All that is needed is the run of lines from the top of the entries to the line with "boy's blonde hair", that line included, repeated exactly and free of pictures.

Data items:
....

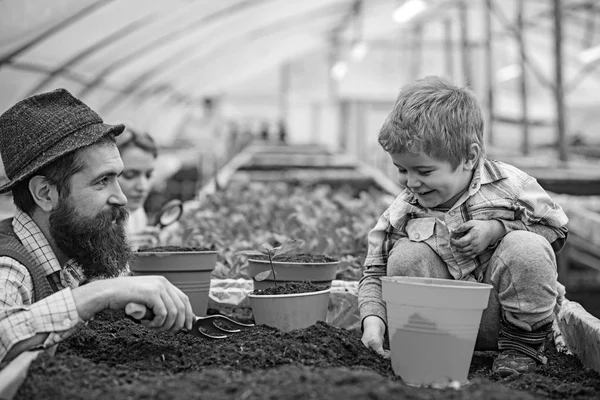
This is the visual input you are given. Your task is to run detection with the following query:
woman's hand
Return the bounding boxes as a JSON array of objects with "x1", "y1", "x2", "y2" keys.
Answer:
[
  {"x1": 128, "y1": 226, "x2": 161, "y2": 250},
  {"x1": 450, "y1": 220, "x2": 505, "y2": 258},
  {"x1": 361, "y1": 315, "x2": 390, "y2": 358}
]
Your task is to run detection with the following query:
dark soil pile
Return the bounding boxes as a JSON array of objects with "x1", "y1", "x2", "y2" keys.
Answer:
[
  {"x1": 16, "y1": 309, "x2": 600, "y2": 400},
  {"x1": 252, "y1": 282, "x2": 329, "y2": 295},
  {"x1": 138, "y1": 245, "x2": 215, "y2": 252}
]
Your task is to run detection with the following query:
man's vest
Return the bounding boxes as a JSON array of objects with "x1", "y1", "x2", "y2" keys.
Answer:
[{"x1": 0, "y1": 218, "x2": 54, "y2": 302}]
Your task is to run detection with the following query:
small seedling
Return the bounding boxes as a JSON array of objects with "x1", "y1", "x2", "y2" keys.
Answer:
[{"x1": 239, "y1": 239, "x2": 304, "y2": 286}]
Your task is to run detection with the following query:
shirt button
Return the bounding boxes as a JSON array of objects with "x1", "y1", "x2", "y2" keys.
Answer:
[
  {"x1": 449, "y1": 210, "x2": 454, "y2": 216},
  {"x1": 414, "y1": 233, "x2": 420, "y2": 239},
  {"x1": 471, "y1": 183, "x2": 477, "y2": 189}
]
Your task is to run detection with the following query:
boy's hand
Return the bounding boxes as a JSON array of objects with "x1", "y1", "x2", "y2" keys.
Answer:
[
  {"x1": 450, "y1": 220, "x2": 505, "y2": 258},
  {"x1": 361, "y1": 316, "x2": 390, "y2": 358}
]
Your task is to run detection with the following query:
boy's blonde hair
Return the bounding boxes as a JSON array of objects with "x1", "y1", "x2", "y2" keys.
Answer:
[{"x1": 378, "y1": 76, "x2": 484, "y2": 169}]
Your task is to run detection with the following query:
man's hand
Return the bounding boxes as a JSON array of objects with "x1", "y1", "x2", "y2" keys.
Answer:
[
  {"x1": 450, "y1": 220, "x2": 505, "y2": 258},
  {"x1": 361, "y1": 315, "x2": 390, "y2": 358},
  {"x1": 72, "y1": 275, "x2": 194, "y2": 333}
]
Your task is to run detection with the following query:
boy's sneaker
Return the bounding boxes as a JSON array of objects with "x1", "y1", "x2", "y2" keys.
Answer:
[{"x1": 492, "y1": 349, "x2": 538, "y2": 377}]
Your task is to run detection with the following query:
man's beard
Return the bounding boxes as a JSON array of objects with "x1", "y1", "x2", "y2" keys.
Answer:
[{"x1": 49, "y1": 196, "x2": 133, "y2": 281}]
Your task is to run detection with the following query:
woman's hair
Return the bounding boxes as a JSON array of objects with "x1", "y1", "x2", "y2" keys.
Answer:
[
  {"x1": 13, "y1": 134, "x2": 116, "y2": 214},
  {"x1": 116, "y1": 126, "x2": 158, "y2": 158},
  {"x1": 378, "y1": 76, "x2": 484, "y2": 169}
]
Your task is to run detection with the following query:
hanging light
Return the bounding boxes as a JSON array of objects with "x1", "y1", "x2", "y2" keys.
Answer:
[
  {"x1": 331, "y1": 60, "x2": 349, "y2": 81},
  {"x1": 496, "y1": 64, "x2": 521, "y2": 83},
  {"x1": 393, "y1": 0, "x2": 427, "y2": 24},
  {"x1": 579, "y1": 45, "x2": 600, "y2": 65},
  {"x1": 350, "y1": 40, "x2": 368, "y2": 61}
]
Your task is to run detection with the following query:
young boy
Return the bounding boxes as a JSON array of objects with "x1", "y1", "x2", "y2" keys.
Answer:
[{"x1": 358, "y1": 76, "x2": 568, "y2": 377}]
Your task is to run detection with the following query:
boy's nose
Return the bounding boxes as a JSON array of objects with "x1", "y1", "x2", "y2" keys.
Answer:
[{"x1": 406, "y1": 174, "x2": 421, "y2": 189}]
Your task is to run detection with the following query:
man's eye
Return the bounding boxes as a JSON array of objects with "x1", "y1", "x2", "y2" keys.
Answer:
[
  {"x1": 419, "y1": 171, "x2": 432, "y2": 176},
  {"x1": 97, "y1": 177, "x2": 108, "y2": 185},
  {"x1": 397, "y1": 169, "x2": 407, "y2": 174}
]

....

Answer box:
This is the visual input you are given. Your task is to run detection with the following query:
woman's hand
Return the bounding boxes as a JSON array of objects with "x1", "y1", "x2", "y2" keys.
Answer:
[
  {"x1": 128, "y1": 226, "x2": 161, "y2": 250},
  {"x1": 450, "y1": 220, "x2": 505, "y2": 258},
  {"x1": 361, "y1": 315, "x2": 390, "y2": 358}
]
Your task is to run detection with the following query:
dark soil pile
Return the bounding boxes as a JSON array of objects with "x1", "y1", "x2", "y2" keys.
Answer:
[
  {"x1": 16, "y1": 309, "x2": 600, "y2": 400},
  {"x1": 252, "y1": 282, "x2": 329, "y2": 295},
  {"x1": 138, "y1": 245, "x2": 215, "y2": 252}
]
Your task is to run detection with the following query:
man's vest
Return the bounding boxes as a JSON array of objects with "x1", "y1", "x2", "y2" keys.
Answer:
[{"x1": 0, "y1": 218, "x2": 54, "y2": 302}]
Your task is to run detection with the following query:
small seedling
Return the bounding boxes as a JSON array of objects with "x1", "y1", "x2", "y2" keys.
Answer:
[{"x1": 239, "y1": 239, "x2": 304, "y2": 286}]
Your task is to run detection with the following query:
shirt button
Return the bounding boxes as a JSON array of objects with "x1", "y1", "x2", "y2" keys.
Answer:
[
  {"x1": 449, "y1": 210, "x2": 454, "y2": 216},
  {"x1": 414, "y1": 233, "x2": 420, "y2": 239},
  {"x1": 471, "y1": 183, "x2": 477, "y2": 189}
]
Your task is to run detection with the following query:
boy's hand
Return the bounding boxes as a JSON array of objects with "x1", "y1", "x2", "y2" keys.
Answer:
[
  {"x1": 450, "y1": 220, "x2": 505, "y2": 258},
  {"x1": 361, "y1": 316, "x2": 390, "y2": 358}
]
Your task is to run detection with the following query:
boy's blonde hair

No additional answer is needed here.